* THINGS TO DO
A – Answer each question using the piece on moral decay in India:
(i) In which two BJP cabinets did Raja Bhaiya serve?
(ii) How many cases against Raja Bhaiya still remain, and how many of them involve brutalities?
(iii) What body did the Central Government announce to investigate the Italian helicopter scam?
B – Extend the piece on moral decay in India, picking up after its final sentence.

* GIVEN PASSAGE

• • •

In terms of moral decay, India's present phase is similar to the collapsing years of the Roman Empire. We are no empire, yet we have the vices that felled one of history's mightiest. As one chronicler of the Roman saga put it, "the spirit of the times was to corrupt and to be corrupted". Another noted that "the emperors were monsters of crime".
Sounds familiar? Come up with any system, any project, and the Indian genius finds a way to abuse it. Be it elections, defence procurement, loan waiving, even garbage collection, the guiding spirit is to corrupt and to be corrupted. In our legislatures and police stations, monsters of crime prevail. One in a hundred crimes catch national attention, then the monsters lie low for a while. The hullaballoo dies down and the monsters return to their ways.
If all parties and all citizens agree on one thing, it is that Raja Bhaiya is a dangerous man. When he stands for election from his Kunda constituency, people get so scared that it becomes a virtual one-horse race. BJP's Kalyan Singh once called him Kunda ka goonda. Yet Raja was in two BJP cabinets, Kalyan Singh's and Rajnath Singh's, and then went on to join the cabinets of Mulayam Singh and Akhilesh Yadav. Several cases against him were withdrawn. Eight still remain, five of them involving brutalities.
The latest case is the torture and then murder of a police officer in the Kunda region. Raja Bhaiya denied any involvement, but resigned anyway. He remained at large, free to tamper with evidence and potential witnesses, while the state Government announced a CBI inquiry. Rather like the Central Government announcing a 30-member Joint Parliamentary Committee to investigate the Italian helicopter scam. The emperors are not just monsters of crime, they are also monsters of sabotaging justice.

• • •

* MATERIAL PROVIDED

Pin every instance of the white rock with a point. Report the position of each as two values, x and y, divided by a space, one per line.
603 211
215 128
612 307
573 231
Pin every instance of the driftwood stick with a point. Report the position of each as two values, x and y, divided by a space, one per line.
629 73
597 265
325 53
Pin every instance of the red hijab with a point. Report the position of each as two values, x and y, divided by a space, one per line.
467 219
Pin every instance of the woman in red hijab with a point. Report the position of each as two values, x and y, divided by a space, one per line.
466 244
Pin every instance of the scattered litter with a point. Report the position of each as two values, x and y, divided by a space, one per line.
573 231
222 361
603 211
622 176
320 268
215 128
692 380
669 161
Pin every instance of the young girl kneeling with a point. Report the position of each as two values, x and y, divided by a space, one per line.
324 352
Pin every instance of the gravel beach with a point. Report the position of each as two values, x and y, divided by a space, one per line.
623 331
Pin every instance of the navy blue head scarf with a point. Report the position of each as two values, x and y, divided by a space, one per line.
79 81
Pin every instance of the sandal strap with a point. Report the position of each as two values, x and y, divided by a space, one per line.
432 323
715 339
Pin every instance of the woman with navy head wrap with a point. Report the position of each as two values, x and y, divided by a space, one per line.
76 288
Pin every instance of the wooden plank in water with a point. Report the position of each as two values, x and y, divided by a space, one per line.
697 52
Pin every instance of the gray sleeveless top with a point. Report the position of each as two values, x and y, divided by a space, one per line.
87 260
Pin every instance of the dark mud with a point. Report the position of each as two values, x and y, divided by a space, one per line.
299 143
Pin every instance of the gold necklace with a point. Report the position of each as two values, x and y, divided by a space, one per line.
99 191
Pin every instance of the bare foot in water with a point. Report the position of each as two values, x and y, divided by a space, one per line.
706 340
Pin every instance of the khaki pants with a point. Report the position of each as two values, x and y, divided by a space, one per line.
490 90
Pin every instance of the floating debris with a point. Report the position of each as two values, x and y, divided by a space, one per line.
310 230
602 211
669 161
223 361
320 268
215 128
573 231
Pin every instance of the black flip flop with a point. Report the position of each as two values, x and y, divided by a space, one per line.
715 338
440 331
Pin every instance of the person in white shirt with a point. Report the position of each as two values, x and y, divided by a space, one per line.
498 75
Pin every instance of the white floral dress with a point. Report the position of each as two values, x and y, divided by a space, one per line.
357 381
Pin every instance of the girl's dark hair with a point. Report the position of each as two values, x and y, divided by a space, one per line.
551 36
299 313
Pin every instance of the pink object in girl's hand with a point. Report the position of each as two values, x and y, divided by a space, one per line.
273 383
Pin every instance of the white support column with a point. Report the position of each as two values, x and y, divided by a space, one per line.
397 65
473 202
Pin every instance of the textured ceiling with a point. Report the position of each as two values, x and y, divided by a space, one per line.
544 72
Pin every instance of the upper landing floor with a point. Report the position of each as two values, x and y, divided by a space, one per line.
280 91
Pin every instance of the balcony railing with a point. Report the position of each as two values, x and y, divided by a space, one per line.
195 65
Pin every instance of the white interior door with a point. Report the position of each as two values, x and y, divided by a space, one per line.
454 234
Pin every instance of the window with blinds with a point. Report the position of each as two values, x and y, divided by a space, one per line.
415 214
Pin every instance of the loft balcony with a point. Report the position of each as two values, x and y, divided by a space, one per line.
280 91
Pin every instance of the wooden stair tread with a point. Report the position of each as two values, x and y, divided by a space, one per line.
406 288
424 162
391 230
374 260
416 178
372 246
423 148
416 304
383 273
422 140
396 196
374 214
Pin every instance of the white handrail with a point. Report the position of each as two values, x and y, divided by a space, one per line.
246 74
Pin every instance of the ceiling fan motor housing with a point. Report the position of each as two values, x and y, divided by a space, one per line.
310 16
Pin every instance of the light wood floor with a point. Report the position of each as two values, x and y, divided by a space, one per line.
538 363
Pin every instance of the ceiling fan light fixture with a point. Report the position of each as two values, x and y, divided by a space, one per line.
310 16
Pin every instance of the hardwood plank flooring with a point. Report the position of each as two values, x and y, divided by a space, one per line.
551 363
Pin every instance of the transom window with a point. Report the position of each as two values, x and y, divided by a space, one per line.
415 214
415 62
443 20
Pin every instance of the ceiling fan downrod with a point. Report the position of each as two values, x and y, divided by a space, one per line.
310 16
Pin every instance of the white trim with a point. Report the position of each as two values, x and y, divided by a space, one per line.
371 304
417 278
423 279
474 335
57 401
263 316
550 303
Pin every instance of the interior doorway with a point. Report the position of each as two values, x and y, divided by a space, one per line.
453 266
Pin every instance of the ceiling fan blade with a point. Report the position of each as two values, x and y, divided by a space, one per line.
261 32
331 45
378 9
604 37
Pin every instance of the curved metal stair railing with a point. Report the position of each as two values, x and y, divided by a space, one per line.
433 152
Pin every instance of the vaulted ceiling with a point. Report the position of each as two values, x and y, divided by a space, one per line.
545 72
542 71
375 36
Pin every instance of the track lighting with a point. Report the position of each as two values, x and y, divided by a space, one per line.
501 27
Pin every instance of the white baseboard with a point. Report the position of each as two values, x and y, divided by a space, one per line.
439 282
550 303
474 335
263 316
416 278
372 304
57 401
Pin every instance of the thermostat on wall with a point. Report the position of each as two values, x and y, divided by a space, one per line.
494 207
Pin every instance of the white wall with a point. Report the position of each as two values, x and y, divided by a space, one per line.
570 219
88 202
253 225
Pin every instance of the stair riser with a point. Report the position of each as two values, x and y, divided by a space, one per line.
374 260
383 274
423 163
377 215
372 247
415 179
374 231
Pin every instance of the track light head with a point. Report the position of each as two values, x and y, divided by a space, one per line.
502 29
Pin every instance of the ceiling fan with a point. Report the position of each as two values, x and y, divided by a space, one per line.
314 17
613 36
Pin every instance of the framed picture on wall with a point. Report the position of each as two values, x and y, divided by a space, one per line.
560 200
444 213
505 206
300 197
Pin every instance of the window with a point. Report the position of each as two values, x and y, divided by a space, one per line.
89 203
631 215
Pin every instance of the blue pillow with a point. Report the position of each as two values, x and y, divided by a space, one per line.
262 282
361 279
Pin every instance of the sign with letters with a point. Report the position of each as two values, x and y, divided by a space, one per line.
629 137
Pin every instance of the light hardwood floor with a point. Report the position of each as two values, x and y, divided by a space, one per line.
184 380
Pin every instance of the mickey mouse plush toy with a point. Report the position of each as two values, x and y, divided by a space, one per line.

• • •

* OUTPUTS IN ORDER
A –
(i) Kalyan Singh's and Rajnath Singh's.
(ii) Eight remain, and five of them involve brutalities.
(iii) A 30-member Joint Parliamentary Committee.

B –
The irony is striking. UP was suffocating under Mayawati's autocracy. Her ministers and MLAs included criminally implicated people. When she was thrown out and a young and educated Akhilesh Yadav became Chief Minister, it looked like a good augury. But all that happened was: A new set of criminals came in. Can only monsters win?
Flip the eye to Punjab and see what happened there. A young woman, harassed by taxi drivers, went to nearby police officers to complain. The police officers kicked her, slapped her, caned her until she fell on the road. Her old father was also roughed up. The entire scene was broadcast by television channels, providing evidence no one could deny. Yet the Punjab police chief denied it. There was "ample provocation" by the young woman, he said. The video could not be seen in isolation, he said. The emperors are monsters who see themselves as angels -- and see passing angels as monsters.
In neighbouring Haryana, the ghastly record of Minister Gopal Kanda is not forgotten. An airhostess he had employed was driven to suicide and she left a note accusing him of harassment. He remained free for long; the police said he could not be traced when he was very much around. This was another case of a man with several criminal cases against him becoming a minister and defying the law he had pledged to uphold.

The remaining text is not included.